_THE DATA_
——
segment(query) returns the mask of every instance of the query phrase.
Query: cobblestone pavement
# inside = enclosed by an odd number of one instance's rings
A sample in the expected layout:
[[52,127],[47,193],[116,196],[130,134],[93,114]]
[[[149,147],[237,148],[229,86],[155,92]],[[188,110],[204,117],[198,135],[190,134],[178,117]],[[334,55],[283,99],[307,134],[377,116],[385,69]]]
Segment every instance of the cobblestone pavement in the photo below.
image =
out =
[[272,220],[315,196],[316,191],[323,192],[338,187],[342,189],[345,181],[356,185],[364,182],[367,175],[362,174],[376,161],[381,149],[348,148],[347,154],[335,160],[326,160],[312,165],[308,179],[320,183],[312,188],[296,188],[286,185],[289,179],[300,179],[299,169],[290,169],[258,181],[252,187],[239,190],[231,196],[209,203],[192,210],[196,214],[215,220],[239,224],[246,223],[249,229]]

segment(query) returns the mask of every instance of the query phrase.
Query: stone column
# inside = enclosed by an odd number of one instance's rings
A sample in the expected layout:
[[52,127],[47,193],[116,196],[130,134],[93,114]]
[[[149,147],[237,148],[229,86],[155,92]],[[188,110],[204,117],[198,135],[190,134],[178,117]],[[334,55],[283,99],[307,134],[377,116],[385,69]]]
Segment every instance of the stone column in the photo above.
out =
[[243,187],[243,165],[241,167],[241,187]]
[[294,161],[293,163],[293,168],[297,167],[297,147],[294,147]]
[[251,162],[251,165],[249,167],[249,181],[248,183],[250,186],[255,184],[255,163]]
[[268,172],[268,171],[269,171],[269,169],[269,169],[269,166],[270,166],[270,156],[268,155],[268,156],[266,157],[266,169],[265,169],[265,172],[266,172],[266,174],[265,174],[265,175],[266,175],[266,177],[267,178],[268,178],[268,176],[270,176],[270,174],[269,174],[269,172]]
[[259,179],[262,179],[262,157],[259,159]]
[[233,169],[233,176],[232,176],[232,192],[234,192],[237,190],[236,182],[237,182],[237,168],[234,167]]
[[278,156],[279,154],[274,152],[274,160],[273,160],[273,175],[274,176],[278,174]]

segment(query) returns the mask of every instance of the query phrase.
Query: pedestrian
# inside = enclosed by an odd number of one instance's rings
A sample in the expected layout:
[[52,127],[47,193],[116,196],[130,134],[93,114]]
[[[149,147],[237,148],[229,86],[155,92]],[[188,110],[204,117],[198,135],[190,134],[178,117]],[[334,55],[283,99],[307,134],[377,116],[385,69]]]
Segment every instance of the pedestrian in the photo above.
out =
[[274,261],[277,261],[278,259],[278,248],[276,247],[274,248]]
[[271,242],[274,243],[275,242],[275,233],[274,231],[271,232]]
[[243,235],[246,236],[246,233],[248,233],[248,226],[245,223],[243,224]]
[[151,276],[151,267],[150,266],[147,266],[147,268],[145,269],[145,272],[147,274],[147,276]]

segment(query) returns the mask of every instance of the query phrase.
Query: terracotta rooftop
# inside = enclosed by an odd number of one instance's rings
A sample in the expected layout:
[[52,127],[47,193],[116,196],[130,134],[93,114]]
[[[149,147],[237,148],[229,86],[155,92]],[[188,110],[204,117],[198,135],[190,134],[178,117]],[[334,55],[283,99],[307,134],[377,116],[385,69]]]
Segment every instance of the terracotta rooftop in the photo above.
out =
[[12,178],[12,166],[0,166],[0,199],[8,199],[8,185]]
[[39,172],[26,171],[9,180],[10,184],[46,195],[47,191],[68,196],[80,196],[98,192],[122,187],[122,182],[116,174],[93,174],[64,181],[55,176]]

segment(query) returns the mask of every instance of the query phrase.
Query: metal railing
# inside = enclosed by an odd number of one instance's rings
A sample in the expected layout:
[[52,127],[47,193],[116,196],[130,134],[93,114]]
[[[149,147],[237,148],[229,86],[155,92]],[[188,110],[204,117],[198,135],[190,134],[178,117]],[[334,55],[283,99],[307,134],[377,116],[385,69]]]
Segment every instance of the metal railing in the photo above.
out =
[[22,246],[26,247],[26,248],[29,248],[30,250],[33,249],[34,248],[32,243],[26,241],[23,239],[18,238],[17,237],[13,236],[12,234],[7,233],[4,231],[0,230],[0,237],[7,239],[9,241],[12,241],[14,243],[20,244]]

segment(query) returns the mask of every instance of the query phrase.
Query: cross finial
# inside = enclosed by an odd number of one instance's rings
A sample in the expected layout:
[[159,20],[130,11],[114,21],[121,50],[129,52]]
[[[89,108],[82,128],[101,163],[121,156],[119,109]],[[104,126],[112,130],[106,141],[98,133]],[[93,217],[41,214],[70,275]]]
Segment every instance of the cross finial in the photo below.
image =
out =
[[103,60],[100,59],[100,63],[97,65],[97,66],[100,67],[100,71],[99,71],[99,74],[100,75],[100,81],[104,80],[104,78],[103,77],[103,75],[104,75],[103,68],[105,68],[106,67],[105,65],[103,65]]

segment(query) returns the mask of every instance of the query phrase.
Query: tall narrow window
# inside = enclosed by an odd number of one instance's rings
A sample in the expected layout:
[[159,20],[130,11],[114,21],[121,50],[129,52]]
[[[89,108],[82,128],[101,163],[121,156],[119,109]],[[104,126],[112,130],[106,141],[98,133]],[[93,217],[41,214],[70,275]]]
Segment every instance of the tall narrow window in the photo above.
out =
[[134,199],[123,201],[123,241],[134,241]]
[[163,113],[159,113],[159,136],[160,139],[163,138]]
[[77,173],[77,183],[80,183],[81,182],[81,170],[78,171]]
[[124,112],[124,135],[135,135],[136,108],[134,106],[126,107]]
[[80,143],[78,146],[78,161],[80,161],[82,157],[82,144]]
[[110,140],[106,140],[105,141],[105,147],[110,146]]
——
_WORK TO BE COMPLETED_
Count the lines in the data above that contain the word "finial", treating uppercase and lowercase as different, and give only the number.

_EXPECTED OUTPUT_
2